▸ **GOAL OF THE EXERCISE**:
In the entries below, the lines from the one with "point(131, 200)" through the one with "point(31, 157)" are to be copied exactly; both ends count.

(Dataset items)
══════════

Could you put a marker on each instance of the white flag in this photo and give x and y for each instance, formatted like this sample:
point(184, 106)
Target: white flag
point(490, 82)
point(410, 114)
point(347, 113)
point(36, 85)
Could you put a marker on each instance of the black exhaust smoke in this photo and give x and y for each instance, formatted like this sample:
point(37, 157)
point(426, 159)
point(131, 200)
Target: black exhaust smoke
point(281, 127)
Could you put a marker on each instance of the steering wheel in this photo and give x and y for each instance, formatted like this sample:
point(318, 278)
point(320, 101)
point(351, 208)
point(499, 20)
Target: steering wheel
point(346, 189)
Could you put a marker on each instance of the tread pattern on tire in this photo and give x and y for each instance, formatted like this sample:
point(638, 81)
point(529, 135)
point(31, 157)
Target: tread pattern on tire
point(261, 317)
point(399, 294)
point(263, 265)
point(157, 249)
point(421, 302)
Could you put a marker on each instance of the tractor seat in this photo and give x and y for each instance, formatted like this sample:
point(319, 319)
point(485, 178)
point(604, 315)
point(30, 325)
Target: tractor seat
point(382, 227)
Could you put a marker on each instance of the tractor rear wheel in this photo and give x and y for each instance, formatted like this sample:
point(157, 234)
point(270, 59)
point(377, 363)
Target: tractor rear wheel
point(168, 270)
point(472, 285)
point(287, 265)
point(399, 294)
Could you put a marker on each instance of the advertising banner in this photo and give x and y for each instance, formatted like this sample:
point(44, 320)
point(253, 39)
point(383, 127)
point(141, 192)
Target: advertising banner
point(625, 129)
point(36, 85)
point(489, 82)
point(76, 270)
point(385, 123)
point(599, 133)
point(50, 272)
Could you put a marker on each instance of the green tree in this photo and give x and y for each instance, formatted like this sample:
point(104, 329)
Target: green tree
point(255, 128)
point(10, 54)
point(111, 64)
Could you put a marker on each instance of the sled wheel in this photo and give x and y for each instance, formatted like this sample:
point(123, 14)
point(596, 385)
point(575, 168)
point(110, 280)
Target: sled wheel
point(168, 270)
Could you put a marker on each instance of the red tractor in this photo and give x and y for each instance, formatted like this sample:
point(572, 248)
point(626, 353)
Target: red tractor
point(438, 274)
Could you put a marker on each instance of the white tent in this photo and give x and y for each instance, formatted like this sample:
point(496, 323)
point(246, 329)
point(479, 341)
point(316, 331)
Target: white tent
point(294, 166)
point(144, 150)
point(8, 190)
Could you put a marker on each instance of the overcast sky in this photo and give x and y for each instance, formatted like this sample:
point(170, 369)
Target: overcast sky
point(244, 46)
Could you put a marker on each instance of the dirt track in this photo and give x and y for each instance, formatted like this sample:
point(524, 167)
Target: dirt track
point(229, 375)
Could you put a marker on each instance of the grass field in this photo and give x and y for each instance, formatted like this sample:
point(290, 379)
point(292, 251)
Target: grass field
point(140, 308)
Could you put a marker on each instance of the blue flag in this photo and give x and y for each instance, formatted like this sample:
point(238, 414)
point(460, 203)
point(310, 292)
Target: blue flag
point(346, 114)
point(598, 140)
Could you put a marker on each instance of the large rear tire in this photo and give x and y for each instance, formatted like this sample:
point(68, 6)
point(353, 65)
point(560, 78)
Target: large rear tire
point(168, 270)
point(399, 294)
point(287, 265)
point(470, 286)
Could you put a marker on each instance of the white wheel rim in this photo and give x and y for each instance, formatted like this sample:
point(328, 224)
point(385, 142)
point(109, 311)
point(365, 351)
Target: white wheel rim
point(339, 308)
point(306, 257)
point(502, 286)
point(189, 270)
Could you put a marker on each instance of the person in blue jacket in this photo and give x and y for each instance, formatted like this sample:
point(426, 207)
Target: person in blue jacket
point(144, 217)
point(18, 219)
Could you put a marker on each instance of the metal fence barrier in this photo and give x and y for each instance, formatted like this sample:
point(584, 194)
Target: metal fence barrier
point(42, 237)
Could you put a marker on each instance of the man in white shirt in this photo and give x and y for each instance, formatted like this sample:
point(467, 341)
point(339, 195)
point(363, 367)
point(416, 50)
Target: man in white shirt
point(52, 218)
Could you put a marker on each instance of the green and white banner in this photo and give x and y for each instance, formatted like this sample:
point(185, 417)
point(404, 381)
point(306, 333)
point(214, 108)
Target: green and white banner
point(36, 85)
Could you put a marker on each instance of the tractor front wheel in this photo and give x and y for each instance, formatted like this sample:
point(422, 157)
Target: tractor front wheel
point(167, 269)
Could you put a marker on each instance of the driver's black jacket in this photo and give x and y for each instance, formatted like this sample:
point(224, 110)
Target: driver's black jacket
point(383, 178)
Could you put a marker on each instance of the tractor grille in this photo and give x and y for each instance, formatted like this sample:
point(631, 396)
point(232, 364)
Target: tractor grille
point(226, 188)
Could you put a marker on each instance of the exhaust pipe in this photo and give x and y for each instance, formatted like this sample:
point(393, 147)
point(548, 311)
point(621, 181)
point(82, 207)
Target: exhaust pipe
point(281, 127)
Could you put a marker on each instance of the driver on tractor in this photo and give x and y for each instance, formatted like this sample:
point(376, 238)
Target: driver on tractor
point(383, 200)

══════════

▸ **THE COMPLETED TASK**:
point(131, 200)
Target: black exhaust smoke
point(281, 127)
Could you put a marker on each instance of the steering wheel in this photo and give x and y for each instance, formatted like this sample:
point(318, 278)
point(320, 101)
point(351, 208)
point(499, 20)
Target: steering wheel
point(346, 189)
Could you put a marker on each instance of the tread pattern on tire in this photo and give x and y for each instance, formatted like this sample:
point(638, 81)
point(529, 135)
point(31, 157)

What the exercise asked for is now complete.